===== Exercise material =====

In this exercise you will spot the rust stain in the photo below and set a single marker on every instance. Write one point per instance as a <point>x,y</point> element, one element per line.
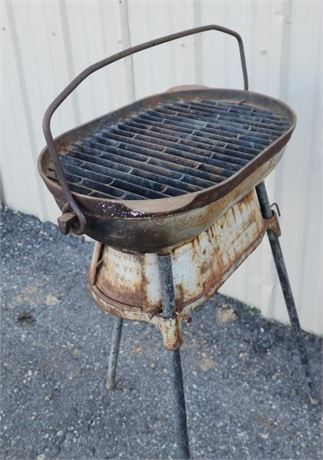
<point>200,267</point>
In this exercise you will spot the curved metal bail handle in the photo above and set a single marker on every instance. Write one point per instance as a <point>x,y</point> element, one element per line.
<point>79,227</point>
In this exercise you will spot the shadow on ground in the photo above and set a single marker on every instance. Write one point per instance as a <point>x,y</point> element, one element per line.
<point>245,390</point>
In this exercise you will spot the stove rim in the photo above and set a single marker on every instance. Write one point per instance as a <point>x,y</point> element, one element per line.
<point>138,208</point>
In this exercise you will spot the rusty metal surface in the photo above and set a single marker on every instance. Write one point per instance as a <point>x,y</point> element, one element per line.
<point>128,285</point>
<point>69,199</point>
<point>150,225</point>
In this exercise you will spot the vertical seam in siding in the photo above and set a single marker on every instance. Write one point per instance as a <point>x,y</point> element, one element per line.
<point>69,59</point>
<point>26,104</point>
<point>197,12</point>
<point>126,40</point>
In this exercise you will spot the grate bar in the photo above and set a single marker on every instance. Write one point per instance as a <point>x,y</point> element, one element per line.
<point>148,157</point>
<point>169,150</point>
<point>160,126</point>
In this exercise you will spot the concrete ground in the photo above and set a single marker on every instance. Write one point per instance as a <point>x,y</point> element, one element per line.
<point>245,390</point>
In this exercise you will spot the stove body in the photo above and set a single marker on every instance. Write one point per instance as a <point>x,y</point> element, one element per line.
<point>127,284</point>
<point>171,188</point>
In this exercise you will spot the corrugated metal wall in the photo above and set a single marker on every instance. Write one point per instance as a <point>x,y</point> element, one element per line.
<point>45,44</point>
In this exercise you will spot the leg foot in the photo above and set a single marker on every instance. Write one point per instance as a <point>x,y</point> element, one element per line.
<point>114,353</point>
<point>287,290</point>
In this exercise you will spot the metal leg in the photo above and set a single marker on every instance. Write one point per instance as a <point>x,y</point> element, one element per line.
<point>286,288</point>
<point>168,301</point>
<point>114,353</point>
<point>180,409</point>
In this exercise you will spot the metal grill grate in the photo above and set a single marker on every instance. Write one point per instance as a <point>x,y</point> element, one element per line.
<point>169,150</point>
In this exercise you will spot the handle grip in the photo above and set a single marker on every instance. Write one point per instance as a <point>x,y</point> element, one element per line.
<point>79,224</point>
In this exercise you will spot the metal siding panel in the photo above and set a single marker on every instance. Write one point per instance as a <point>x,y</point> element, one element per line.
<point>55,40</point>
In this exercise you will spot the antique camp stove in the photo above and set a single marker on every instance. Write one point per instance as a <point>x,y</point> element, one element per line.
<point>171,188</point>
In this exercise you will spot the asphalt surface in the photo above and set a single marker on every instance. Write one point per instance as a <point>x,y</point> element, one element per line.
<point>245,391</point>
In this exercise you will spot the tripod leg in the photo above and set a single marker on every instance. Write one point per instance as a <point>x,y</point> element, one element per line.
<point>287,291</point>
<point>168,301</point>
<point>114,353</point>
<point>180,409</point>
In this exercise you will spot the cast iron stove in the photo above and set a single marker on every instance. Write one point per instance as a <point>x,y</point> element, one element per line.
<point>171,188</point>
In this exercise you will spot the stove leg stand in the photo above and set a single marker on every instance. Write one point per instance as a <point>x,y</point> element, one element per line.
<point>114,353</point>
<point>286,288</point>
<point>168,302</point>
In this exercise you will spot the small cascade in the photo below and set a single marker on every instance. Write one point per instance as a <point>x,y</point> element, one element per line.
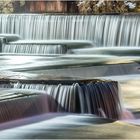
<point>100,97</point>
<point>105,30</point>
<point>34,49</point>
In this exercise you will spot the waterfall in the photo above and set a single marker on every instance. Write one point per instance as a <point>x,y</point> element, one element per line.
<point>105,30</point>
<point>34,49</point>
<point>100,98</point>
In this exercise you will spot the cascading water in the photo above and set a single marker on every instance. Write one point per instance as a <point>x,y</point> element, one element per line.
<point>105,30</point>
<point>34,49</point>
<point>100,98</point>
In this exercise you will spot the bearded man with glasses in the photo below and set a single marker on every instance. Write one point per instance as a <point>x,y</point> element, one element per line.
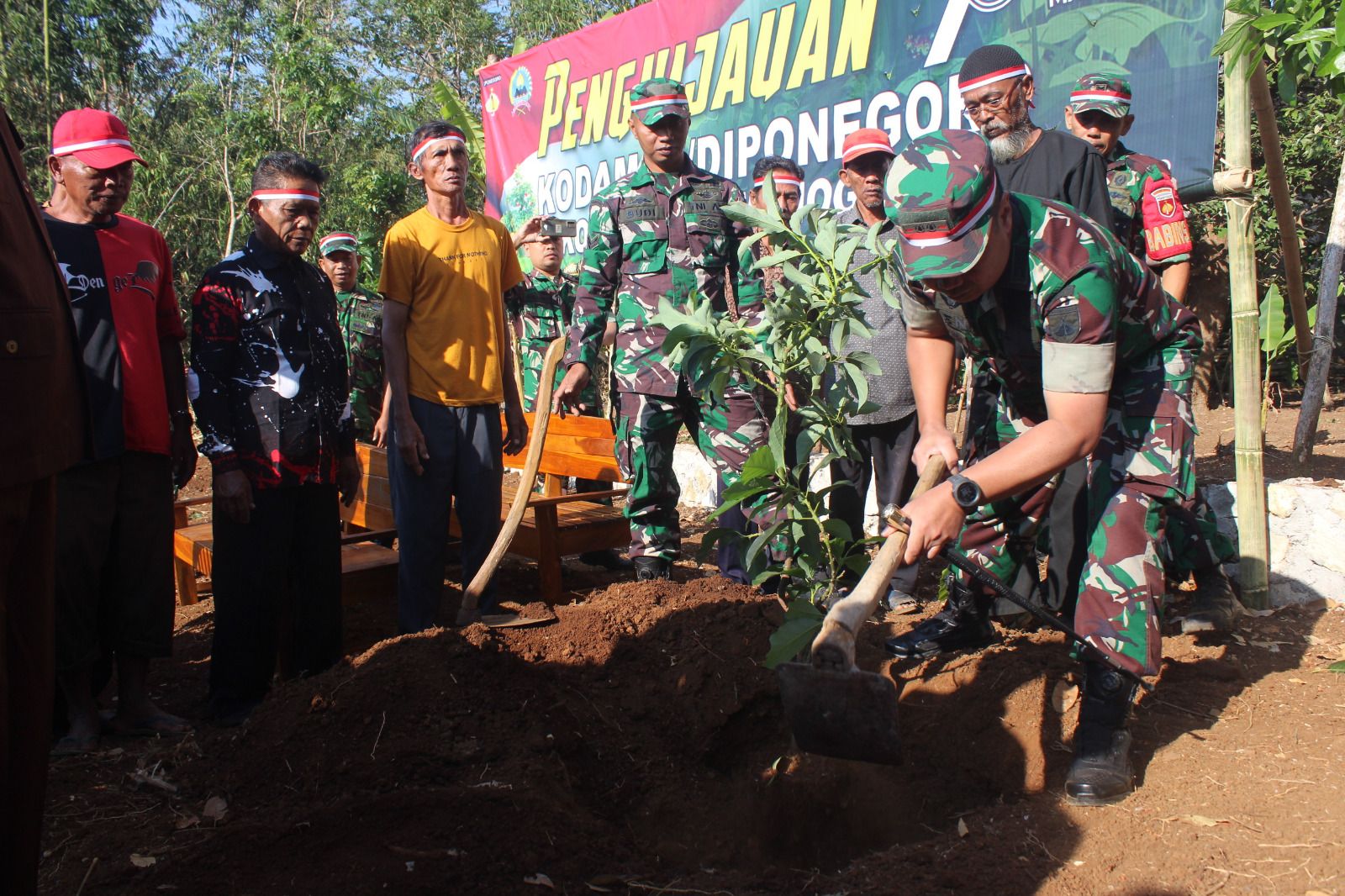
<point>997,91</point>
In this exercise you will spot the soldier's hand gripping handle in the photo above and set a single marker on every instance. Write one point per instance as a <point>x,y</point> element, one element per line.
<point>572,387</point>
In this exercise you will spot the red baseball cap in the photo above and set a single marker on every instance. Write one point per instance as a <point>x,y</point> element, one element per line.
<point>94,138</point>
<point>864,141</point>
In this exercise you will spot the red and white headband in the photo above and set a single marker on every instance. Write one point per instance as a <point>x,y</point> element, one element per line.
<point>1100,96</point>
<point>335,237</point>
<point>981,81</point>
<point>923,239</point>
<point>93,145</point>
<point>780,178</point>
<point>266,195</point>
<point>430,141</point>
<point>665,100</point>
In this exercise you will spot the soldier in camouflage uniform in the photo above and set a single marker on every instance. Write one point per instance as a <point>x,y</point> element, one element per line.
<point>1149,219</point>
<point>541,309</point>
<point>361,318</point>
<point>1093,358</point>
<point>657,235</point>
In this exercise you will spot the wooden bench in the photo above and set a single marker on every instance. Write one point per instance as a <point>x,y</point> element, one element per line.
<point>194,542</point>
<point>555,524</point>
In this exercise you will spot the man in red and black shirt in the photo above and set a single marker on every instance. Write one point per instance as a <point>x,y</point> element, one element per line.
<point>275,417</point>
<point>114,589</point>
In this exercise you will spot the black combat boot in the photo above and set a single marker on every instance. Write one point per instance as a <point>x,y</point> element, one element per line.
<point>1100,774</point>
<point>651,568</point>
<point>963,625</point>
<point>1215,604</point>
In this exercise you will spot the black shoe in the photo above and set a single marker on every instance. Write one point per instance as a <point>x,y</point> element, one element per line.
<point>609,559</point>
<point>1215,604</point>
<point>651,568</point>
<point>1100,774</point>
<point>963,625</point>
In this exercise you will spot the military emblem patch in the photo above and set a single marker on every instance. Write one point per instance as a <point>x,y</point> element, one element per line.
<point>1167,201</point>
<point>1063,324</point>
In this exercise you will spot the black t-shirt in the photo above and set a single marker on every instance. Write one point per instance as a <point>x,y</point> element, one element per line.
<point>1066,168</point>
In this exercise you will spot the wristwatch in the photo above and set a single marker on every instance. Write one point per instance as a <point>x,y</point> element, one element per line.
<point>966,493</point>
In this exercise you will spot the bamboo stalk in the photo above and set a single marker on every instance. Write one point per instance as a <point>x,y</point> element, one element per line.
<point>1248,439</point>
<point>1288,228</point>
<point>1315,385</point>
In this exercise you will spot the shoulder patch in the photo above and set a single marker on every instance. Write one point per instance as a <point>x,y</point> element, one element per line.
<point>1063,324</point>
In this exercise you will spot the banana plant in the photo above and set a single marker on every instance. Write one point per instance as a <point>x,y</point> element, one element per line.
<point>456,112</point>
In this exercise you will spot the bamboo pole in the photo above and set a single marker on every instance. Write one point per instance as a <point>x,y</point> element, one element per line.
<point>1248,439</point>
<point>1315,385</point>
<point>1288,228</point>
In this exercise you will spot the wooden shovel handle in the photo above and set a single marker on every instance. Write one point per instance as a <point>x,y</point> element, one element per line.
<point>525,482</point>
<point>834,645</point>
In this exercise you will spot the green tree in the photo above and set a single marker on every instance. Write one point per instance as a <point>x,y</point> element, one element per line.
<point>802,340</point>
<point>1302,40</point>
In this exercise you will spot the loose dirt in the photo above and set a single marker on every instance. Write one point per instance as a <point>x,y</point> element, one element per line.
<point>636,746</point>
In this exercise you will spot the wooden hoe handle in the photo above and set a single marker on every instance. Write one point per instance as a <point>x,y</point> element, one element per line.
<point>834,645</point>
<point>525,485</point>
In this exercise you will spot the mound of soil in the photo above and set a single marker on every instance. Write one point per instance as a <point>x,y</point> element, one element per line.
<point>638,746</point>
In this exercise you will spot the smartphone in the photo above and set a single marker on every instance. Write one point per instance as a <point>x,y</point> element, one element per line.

=====

__Directions for this task__. Only the lines from the one containing "In this exercise you will spot the mound" through the last line of the material should be returned, each one exactly as written.

__Result of the task__.
In this exercise you will spot the mound of soil in the photo above and set a single marker on every instance. Write one point per instance as a <point>x,y</point> element, one element per line.
<point>638,746</point>
In this exercise you will spot the smartphone in the photo above and set a single marker on every instance. Write one point per instance as a <point>x,y</point> element, one element per line.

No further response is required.